=== Task objective ===
Only the lines from the one containing "farm field, the" to the end of the records belong in the output; print them exactly.

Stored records

● ● ● ● ● ● ●

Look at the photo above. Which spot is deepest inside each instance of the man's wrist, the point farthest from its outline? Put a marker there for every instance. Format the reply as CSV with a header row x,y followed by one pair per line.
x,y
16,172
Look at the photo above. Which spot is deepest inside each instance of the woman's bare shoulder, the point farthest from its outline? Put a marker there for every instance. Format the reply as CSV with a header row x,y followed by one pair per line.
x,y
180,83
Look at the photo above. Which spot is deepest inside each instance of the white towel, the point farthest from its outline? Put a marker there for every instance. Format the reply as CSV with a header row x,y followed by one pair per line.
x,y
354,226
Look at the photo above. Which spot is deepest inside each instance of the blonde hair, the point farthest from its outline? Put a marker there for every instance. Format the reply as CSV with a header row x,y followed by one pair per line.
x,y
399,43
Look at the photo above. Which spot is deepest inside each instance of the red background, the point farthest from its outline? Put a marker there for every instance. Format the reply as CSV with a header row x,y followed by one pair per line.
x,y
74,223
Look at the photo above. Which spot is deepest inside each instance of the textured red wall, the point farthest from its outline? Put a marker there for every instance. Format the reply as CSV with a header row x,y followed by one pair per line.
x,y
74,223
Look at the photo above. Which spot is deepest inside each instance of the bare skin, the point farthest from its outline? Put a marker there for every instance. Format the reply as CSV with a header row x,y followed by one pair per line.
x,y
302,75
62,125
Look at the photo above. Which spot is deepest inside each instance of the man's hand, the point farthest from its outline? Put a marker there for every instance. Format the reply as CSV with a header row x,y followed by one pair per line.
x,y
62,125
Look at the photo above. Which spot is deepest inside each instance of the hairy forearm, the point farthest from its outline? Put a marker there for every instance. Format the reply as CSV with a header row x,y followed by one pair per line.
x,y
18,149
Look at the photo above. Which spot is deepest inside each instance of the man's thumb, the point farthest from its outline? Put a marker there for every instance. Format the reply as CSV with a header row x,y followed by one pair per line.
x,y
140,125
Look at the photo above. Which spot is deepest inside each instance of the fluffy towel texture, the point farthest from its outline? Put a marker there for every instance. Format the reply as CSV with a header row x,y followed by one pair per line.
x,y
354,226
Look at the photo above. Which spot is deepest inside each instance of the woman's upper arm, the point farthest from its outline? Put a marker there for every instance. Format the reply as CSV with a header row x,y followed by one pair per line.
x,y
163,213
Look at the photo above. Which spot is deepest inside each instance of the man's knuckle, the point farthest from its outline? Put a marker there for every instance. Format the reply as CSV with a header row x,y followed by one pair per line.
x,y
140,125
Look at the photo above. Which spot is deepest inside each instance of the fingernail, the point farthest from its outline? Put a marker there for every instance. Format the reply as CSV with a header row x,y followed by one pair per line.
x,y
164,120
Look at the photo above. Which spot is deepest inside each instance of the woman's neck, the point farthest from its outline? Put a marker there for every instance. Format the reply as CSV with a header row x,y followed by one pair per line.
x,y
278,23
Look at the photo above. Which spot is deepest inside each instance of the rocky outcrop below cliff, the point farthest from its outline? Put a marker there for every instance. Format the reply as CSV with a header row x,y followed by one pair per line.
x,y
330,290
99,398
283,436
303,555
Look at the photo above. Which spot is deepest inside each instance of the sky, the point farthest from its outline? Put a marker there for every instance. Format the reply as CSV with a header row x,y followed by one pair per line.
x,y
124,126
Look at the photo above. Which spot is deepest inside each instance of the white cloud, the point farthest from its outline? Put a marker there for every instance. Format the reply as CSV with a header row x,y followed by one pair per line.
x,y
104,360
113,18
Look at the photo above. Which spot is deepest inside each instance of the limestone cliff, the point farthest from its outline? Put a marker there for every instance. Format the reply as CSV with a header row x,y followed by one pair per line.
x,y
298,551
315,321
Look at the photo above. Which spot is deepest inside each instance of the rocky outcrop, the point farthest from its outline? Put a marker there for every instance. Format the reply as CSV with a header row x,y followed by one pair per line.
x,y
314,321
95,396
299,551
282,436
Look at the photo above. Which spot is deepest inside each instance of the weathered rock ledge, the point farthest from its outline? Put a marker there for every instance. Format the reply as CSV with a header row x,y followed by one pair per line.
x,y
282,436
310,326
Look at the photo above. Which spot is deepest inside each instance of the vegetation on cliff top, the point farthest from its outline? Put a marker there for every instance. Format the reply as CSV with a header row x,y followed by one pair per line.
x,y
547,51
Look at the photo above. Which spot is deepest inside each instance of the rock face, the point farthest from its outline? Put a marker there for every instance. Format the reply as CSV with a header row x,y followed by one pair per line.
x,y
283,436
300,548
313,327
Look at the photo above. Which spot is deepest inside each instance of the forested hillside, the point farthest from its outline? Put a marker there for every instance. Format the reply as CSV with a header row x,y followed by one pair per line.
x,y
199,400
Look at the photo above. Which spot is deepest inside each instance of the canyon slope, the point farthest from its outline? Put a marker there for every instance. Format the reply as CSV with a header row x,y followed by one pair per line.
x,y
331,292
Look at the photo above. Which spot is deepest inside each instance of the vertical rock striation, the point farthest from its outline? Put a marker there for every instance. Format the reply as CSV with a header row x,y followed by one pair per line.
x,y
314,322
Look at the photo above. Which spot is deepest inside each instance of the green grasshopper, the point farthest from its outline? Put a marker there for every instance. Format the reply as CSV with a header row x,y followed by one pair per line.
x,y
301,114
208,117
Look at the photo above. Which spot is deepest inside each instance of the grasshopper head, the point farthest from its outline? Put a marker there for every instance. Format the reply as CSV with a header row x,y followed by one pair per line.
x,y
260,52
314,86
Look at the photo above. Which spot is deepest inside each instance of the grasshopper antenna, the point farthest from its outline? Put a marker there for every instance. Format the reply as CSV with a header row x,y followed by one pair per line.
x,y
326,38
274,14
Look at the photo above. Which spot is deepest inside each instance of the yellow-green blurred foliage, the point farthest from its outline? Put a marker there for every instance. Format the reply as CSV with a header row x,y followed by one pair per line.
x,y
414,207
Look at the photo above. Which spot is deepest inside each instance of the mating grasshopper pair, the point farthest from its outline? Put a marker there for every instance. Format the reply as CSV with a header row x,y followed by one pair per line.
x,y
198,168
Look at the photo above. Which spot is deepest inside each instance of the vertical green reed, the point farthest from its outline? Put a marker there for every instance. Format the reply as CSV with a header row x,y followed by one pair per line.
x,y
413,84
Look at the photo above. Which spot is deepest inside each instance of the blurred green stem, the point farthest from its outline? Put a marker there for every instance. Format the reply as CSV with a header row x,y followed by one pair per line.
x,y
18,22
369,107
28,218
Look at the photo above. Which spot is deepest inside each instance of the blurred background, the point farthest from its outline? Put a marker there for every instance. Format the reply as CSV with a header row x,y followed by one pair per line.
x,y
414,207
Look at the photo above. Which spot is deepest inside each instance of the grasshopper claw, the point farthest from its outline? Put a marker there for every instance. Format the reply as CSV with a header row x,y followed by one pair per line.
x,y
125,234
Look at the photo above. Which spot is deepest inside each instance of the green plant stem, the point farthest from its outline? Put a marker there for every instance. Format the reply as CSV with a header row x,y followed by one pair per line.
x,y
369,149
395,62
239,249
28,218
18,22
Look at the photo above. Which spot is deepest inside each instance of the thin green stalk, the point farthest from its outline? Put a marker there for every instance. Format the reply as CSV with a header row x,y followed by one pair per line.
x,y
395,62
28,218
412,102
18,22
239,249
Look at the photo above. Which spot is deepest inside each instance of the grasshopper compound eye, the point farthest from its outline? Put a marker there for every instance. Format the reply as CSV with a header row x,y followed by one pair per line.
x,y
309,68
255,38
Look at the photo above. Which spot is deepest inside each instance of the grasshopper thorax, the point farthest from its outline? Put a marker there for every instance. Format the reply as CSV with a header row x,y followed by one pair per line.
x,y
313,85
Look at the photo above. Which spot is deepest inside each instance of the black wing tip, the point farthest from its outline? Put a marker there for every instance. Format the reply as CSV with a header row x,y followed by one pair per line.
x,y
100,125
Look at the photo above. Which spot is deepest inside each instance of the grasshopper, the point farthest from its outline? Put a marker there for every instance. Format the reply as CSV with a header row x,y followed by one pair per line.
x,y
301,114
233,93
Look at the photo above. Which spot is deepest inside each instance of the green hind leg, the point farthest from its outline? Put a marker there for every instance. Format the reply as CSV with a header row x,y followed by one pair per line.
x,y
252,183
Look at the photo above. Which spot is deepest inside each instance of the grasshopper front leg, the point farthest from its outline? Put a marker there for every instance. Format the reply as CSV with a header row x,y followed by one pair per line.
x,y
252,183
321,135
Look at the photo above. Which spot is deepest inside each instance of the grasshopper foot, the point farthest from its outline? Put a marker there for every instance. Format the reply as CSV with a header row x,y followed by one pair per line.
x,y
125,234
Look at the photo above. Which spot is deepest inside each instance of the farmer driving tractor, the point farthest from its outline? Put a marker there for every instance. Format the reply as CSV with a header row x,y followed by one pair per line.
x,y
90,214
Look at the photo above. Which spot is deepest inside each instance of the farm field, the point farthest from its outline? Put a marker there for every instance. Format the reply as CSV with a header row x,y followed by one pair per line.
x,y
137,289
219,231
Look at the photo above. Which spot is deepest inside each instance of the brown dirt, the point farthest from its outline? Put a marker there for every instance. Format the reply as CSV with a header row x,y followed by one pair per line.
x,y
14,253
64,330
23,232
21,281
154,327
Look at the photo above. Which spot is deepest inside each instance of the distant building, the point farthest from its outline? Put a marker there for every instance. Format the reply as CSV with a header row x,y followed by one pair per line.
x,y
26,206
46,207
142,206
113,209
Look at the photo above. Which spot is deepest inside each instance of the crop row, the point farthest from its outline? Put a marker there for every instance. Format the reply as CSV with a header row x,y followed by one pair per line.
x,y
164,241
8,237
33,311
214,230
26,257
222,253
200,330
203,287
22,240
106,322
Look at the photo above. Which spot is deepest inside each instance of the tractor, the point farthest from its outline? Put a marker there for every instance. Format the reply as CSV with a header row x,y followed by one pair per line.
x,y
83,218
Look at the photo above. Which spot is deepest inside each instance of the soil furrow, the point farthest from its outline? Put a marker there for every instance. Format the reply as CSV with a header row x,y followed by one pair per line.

● ● ● ● ● ● ●

=== Response for this exercise ===
Look at the photo above. Which spot is deepest inside each instance of the farm field, the point farthest from its outline? Put a marker there for every instance. Format the reply as CSV with a header row x,y followed by one pair per line.
x,y
137,289
219,231
Look at the photo above. Which spot is deepest inside each instance of the brown dirt, the point farthest from its outline? Put a marker there for every instance. Format the reply as CSV with a header row x,y followed by one pair per line.
x,y
14,253
64,330
23,232
21,281
154,327
Look at the photo above. Which spot is deepest inside each instance of the distant building, the point farthest from its outline? Put a marker there for every instance. Format the reply as CSV with a header row x,y followed by one pair per line.
x,y
26,206
46,207
142,206
113,209
Look at the photo above. Which spot is deepest inside each instance of the crop row, the point farthest from its outline? Put a marker there for every instance. Format the reply as CSV with a header row x,y followed by one pair per line.
x,y
164,241
8,237
33,311
214,230
26,257
222,253
200,330
203,287
22,240
106,322
Look at the photo above. Which spot is deepest inside each instance of the tractor, the point farthest from its outline? Put a marker there for every instance. Format the reply as CSV with a header row x,y followed by one pair per line.
x,y
83,218
Look at the photo above. Which spot is deepest inside each instance of the soil furrow, the point farthest from its outline? Put a marker there for every instance. Format the reply as CSV with a header row x,y followed by one pair per line.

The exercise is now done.